**Brano proposto**
____________
L’iki di Kuki Shūzō: una filosofia che viaggia dal Giappone all’Europa

 

Kuki Shūzō, filosofo giapponese della prima metà del ‘900, fonde armonicamente nel suo scritto sull’iki i temi distintivi del Giappone di cui è figlio e dell’Europa di quegli anni, tra le cui città principali si sposta, studiando la filosofia di quei luoghi, per quasi tutti gli anni venti.

 

di Giulia Pullano

 

Hashiguchi Goyō, "La Modella Tomi dopo il bagno", 1920
Hashiguchi Goyō, "La Modella Tomi dopo il bagno", 1920

 

«La filosofia vissuta (ikita) deve arrivare a comprendere la realtà. Sappiamo che esiste un fenomeno iki. Quale sarà la sua struttura? Che non sia in fondo un “modo di vivere” (ikikata) peculiare della nostra razza? Questo saggio si propone di cogliere la realtà così com’è e di dare espressione logica a un’esperienza che andrebbe “assaporata”»

 

Con queste righe, che fanno da rapida e incisiva premessa, il filosofo giapponese Kuki Shūzō comincia la trattazione de La struttura dell’Iki, sua opera forse meglio conosciuta in Occidente per via degli influssi ermeneutico-fenomenologici che vi si respirano leggendola. Definire che tipo di trattazione si abbia davanti è forse una velleità ancora troppo legata alle manie occidentali, alla loro tendenza classificante che tutto vuole specificare e categorizzare, necessità di ordine che tranquillizza perché – si pensa – , ciò che ha un nome ci è noto come un porto sicuro. Tuttavia a voler accontentare la nostra brama di sistematizzazione, l’opera di Shūzō può considerarsi un trattatello di “onto-estetica”, intriso di atmosfera giapponese, di riferimenti alla cultura orientale, ai suoi significati etici e spirituali, ai suoi artisti, al mondo tutto nipponico delle geisha, dei samurai, del buddhismo.
____________
**Dati**

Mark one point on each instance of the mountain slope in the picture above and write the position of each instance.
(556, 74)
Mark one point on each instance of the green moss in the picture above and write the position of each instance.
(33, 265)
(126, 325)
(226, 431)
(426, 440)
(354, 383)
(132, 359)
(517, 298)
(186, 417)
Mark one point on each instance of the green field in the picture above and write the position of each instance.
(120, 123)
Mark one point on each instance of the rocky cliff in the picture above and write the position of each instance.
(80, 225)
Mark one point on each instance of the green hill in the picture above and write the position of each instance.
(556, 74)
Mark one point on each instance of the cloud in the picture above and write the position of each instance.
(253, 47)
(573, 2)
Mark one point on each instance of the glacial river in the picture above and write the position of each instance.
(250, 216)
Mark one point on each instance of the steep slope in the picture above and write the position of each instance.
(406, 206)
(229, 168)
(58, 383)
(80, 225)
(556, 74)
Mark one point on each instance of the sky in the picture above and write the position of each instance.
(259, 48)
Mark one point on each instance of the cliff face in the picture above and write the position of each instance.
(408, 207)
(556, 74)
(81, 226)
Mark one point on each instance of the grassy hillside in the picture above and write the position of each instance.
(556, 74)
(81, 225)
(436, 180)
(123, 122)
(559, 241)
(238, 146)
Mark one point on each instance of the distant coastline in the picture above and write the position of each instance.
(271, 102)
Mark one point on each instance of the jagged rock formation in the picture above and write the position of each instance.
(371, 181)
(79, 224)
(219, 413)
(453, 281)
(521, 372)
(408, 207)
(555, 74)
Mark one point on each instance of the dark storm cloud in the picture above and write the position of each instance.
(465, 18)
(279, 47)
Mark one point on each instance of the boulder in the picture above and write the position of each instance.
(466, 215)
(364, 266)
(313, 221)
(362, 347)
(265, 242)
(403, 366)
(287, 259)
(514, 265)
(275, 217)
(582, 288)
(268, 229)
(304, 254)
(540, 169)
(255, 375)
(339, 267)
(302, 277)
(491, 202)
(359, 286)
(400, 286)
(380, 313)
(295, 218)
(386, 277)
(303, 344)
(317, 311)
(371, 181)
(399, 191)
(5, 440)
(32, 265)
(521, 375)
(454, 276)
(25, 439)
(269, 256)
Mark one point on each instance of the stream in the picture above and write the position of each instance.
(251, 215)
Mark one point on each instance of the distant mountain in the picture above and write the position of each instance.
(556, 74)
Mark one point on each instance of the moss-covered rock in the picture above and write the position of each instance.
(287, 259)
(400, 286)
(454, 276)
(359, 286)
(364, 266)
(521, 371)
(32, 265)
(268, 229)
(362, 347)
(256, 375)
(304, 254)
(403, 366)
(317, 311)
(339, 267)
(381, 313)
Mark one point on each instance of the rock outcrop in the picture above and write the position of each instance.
____________
**Istruzioni per i compiti**
1. Stabilisca se ciascuna delle seguenti affermazioni concorda con il brano proposto, rispondendo sì o no e citando alla lettera le parole del testo che lo decidono. (a) Kuki Shūzō si sposta tra le principali città europee per quasi tutti gli anni venti. (b) La struttura dell’Iki è nota in Occidente soprattutto per i suoi riferimenti al buddhismo. (c) Kuki Shūzō è un filosofo della seconda metà del Novecento.
2. Modifichi il passo del brano proposto che inizia con "L’iki di Kuki" e si chiude dopo "gli anni venti.", sostituendo "filosofo giapponese" con "pensatore giapponese".

**Risposte**
1.
(a) Sì: «tra le cui città principali si sposta, studiando la filosofia di quei luoghi, per quasi tutti gli anni venti».
(b) No: «forse meglio conosciuta in Occidente per via degli influssi ermeneutico-fenomenologici che vi si respirano leggendola».
(c) No: «filosofo giapponese della prima metà del ‘900».

2.
L’iki di Kuki Shūzō: una filosofia che viaggia dal Giappone all’Europa

 

Kuki Shūzō, pensatore giapponese della prima metà del ‘900, fonde armonicamente nel suo scritto sull’iki i temi distintivi del Giappone di cui è figlio e dell’Europa di quegli anni, tra le cui città principali si sposta, studiando la filosofia di quei luoghi, per quasi tutti gli anni venti.